# WORK INSTRUCTIONS:
Copy verbatim the part of the items that opens with the line containing "Mark the purple sepal." and continues through the end of the items, including both the opening line and the final line.

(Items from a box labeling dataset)
================================
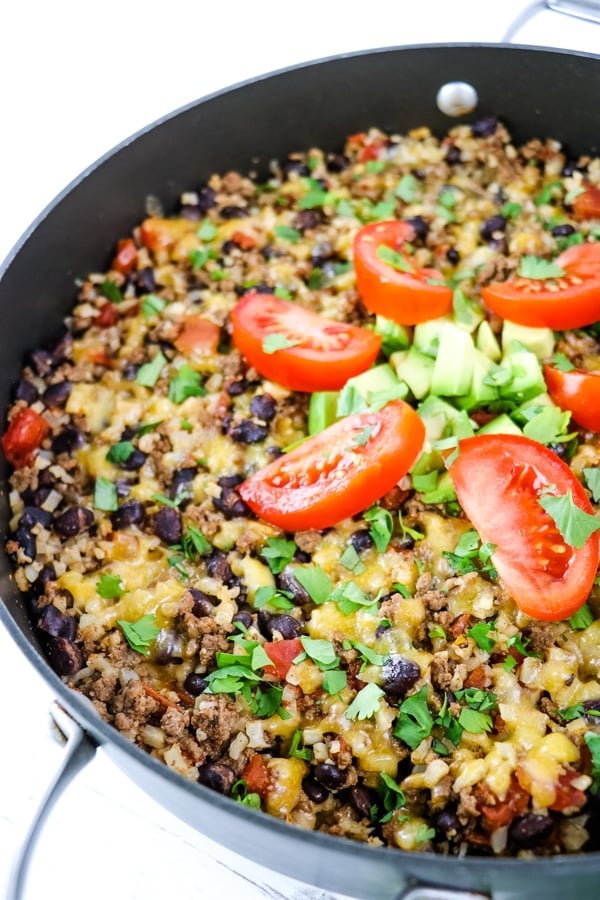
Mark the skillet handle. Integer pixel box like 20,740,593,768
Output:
503,0,600,44
6,701,98,900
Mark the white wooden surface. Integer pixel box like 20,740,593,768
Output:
0,0,600,900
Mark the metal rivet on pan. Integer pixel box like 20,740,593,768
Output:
435,81,479,116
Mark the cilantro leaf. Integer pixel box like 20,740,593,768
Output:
538,491,600,550
117,614,160,656
96,572,125,600
344,683,385,720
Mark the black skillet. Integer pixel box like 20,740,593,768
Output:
0,4,600,900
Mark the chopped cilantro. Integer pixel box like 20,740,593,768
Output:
117,614,160,656
96,572,125,600
94,476,119,512
538,491,600,549
344,683,384,721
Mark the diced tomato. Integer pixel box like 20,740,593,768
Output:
448,434,600,621
263,638,302,681
2,407,50,469
481,242,600,330
174,316,221,355
111,238,137,275
549,769,587,812
242,753,271,798
238,400,425,531
96,303,119,328
544,366,600,432
231,291,381,392
573,184,600,219
354,221,452,325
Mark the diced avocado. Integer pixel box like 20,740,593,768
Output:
499,350,546,403
431,325,475,397
475,321,502,362
308,391,339,434
373,316,411,356
413,316,456,357
456,348,498,411
421,472,456,503
390,346,434,400
477,413,523,434
502,319,555,359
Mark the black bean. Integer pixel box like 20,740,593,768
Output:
228,419,269,444
42,381,73,409
231,609,252,628
434,809,461,836
552,222,575,237
154,506,183,544
219,206,250,219
225,378,248,397
44,637,85,675
313,763,346,791
471,116,498,137
190,588,215,619
119,447,148,472
52,425,85,454
350,528,373,553
292,209,323,232
183,672,208,697
302,775,329,803
327,153,350,172
54,506,94,538
198,763,236,794
14,378,39,406
508,813,554,847
446,144,462,166
135,266,158,294
19,506,52,528
277,566,310,604
381,655,421,697
154,628,183,666
37,603,77,641
14,525,37,562
110,500,146,531
261,610,302,640
348,784,377,819
404,216,429,241
206,550,235,587
479,215,506,241
250,394,277,422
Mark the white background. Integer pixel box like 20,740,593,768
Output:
0,0,600,900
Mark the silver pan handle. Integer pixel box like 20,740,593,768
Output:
503,0,600,44
6,701,97,900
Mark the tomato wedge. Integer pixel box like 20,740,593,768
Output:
2,407,50,469
231,291,381,392
238,400,425,531
481,242,600,330
573,184,600,219
354,220,452,325
448,434,600,621
544,365,600,432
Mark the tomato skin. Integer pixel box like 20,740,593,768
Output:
481,242,600,330
573,184,600,220
111,238,137,275
238,400,425,531
173,316,221,356
448,434,600,622
263,638,303,681
544,365,600,432
231,291,381,392
354,220,452,325
1,407,50,469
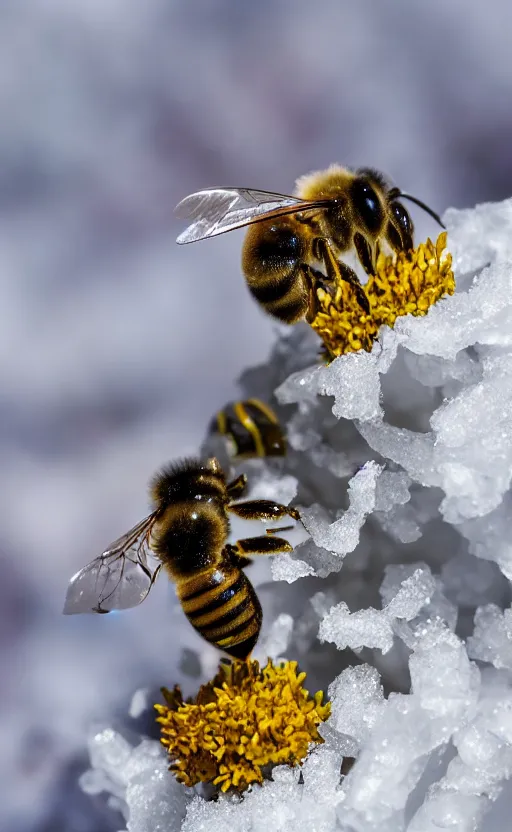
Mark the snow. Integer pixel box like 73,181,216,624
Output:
79,193,512,832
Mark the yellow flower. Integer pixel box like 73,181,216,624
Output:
311,231,455,360
155,659,330,792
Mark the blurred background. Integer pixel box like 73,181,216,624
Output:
0,0,512,832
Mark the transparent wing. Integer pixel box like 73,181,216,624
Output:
64,512,161,615
176,188,330,245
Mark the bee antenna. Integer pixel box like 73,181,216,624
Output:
390,188,446,228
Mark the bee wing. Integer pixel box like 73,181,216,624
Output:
64,512,161,615
176,188,330,245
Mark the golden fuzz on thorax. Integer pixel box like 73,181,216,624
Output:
155,659,330,792
311,231,455,360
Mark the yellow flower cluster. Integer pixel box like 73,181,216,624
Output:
155,659,330,792
311,231,455,360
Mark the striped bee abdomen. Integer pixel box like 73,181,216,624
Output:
212,399,286,458
177,556,262,659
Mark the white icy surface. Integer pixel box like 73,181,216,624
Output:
77,201,512,832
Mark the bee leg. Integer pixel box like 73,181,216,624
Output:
224,543,254,569
317,237,370,315
226,474,247,500
354,231,375,274
386,222,402,251
228,500,300,520
302,263,334,324
235,535,293,557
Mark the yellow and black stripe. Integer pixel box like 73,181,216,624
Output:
177,562,262,659
212,399,286,458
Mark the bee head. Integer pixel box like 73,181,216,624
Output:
150,457,226,508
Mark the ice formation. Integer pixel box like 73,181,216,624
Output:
84,195,512,832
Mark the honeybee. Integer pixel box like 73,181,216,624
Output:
210,399,286,459
64,457,300,659
176,165,444,324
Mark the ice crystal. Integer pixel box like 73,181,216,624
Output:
77,200,512,832
311,231,455,359
155,659,330,792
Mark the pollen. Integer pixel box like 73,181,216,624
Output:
155,659,330,792
311,231,455,361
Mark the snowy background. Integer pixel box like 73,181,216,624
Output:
0,0,512,832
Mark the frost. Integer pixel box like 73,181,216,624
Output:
468,604,512,670
302,462,382,557
81,728,188,832
318,567,436,653
78,195,512,832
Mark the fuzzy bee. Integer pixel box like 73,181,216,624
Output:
176,165,444,324
210,399,286,459
64,457,300,659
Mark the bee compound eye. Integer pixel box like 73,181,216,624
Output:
351,179,384,234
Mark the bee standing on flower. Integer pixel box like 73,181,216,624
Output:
64,458,300,659
176,165,444,324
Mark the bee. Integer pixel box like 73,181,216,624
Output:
176,165,444,324
64,457,300,659
210,399,286,459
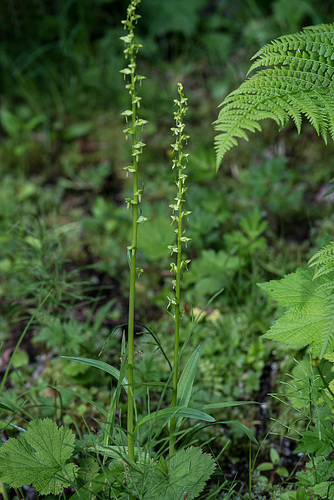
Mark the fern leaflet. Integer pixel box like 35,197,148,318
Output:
215,24,334,168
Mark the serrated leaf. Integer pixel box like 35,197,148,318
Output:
259,269,334,358
269,448,279,465
0,419,77,495
313,481,334,500
143,446,216,500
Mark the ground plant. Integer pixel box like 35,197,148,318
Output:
0,0,334,500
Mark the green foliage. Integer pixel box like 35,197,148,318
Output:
185,250,243,302
259,269,334,358
215,24,334,167
0,419,77,495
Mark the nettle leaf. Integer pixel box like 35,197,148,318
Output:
259,269,334,358
143,446,216,500
0,418,77,495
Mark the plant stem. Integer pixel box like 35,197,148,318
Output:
121,0,146,461
169,83,190,457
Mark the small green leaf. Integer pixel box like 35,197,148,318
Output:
276,467,289,477
256,462,274,471
177,345,203,406
222,420,259,444
270,448,279,465
61,356,128,392
143,446,216,500
0,419,77,495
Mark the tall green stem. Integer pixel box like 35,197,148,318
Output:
169,83,190,456
121,0,146,461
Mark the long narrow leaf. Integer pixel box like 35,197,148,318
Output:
61,356,128,392
137,406,216,428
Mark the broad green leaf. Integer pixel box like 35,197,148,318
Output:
61,356,128,392
137,406,216,428
143,447,216,500
0,419,77,495
313,481,334,500
259,269,334,358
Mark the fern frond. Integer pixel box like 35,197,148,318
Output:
309,241,334,280
215,24,334,168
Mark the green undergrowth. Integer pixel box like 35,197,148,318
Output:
0,0,334,500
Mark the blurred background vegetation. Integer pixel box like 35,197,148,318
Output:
0,0,334,496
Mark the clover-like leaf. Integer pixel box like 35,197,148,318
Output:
0,418,77,495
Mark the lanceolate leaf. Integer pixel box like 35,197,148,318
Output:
0,419,77,495
138,406,216,427
61,356,128,392
259,269,334,358
215,24,334,168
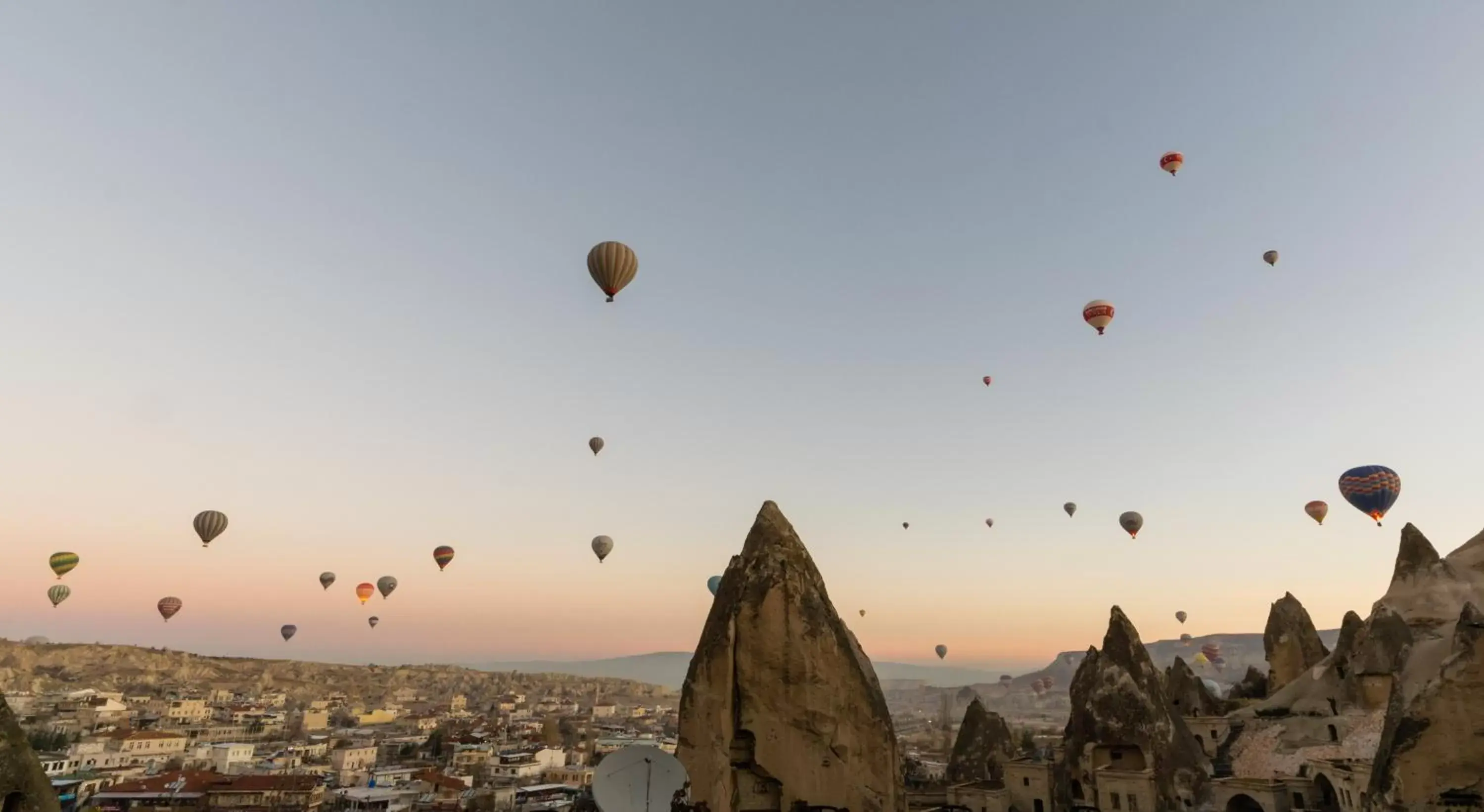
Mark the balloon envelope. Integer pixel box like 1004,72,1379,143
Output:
191,511,227,546
1303,499,1330,524
1117,511,1144,539
588,240,640,301
46,552,80,581
154,597,183,622
1340,465,1401,527
1082,298,1113,335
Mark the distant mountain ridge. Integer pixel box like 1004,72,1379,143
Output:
469,630,1340,690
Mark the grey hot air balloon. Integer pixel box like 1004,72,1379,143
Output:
46,584,73,609
191,511,227,546
1117,511,1144,539
588,242,640,301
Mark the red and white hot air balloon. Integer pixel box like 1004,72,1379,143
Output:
1082,298,1113,335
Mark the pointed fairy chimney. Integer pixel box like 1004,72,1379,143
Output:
675,502,907,812
0,696,61,812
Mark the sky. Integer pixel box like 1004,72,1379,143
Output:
0,0,1484,668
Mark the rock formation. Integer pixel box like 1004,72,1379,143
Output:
675,502,907,812
1165,658,1226,716
1263,592,1330,690
0,696,61,812
1052,606,1211,809
948,696,1018,784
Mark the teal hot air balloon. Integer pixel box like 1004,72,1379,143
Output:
1340,465,1401,527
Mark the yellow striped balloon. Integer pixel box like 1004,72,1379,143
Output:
46,552,79,581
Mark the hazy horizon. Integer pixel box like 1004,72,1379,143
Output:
0,0,1484,668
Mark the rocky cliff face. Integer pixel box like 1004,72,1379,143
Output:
0,696,59,812
1054,606,1209,809
948,698,1017,784
675,502,905,812
1263,592,1330,690
1165,658,1226,716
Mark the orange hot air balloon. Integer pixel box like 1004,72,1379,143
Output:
1303,499,1330,524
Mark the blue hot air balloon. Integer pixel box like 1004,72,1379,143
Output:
1340,465,1401,527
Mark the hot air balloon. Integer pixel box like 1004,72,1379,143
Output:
46,552,79,581
588,242,640,301
154,598,181,624
1082,298,1113,335
191,511,227,546
1117,511,1144,539
1340,465,1401,527
1303,499,1330,524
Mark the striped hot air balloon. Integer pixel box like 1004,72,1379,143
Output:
1340,465,1401,527
191,511,227,546
46,552,79,581
154,598,183,624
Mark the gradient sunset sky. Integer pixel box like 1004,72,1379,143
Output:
0,0,1484,668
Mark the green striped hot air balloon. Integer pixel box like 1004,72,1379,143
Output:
46,552,79,581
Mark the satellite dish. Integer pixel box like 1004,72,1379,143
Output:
592,744,690,812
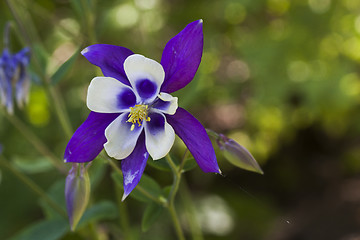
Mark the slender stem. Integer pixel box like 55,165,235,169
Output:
0,157,67,218
80,0,96,44
4,22,10,49
165,154,185,240
100,154,167,206
3,111,66,174
6,0,73,139
168,204,185,240
179,180,204,240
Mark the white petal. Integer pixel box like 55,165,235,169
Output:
104,112,143,159
151,92,178,115
124,54,165,103
144,113,175,160
86,77,136,113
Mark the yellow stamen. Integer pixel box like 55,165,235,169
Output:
127,104,150,131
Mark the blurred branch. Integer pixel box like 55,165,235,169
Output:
3,111,67,174
0,156,67,218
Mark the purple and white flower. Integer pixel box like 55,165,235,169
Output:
0,47,31,114
0,23,30,114
64,20,220,199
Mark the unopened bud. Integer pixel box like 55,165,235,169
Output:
216,134,264,174
65,163,90,231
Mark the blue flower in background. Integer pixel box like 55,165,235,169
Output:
0,22,30,114
64,20,220,199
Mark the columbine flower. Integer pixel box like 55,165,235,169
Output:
0,25,30,114
65,163,90,231
64,20,220,199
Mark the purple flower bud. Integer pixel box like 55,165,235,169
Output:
216,134,264,174
65,163,90,231
0,24,31,114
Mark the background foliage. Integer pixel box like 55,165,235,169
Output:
0,0,360,240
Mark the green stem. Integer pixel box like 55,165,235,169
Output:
3,111,66,174
165,154,185,240
179,180,204,240
80,0,96,44
0,157,67,218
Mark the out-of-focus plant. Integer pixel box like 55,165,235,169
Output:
0,23,30,114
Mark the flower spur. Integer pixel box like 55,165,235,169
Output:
64,20,220,199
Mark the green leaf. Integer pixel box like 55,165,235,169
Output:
78,201,118,228
51,49,79,85
12,157,54,174
10,218,69,240
111,172,163,202
141,202,164,232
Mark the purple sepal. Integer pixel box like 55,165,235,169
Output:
64,112,119,163
121,132,149,201
161,20,204,93
166,107,221,174
81,44,134,86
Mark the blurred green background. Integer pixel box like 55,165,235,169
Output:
0,0,360,240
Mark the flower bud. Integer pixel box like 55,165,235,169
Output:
================================
# TASK ANSWER:
Mark the purple sepal. Integer pixel box like 55,165,235,169
Output:
64,112,119,163
121,132,149,201
161,20,204,93
166,107,221,174
81,44,134,86
Mark the blurred green background. Integer pixel box like 55,165,235,169
Output:
0,0,360,240
Mark the flower bud. Integer pixel box like 55,165,235,169
Output:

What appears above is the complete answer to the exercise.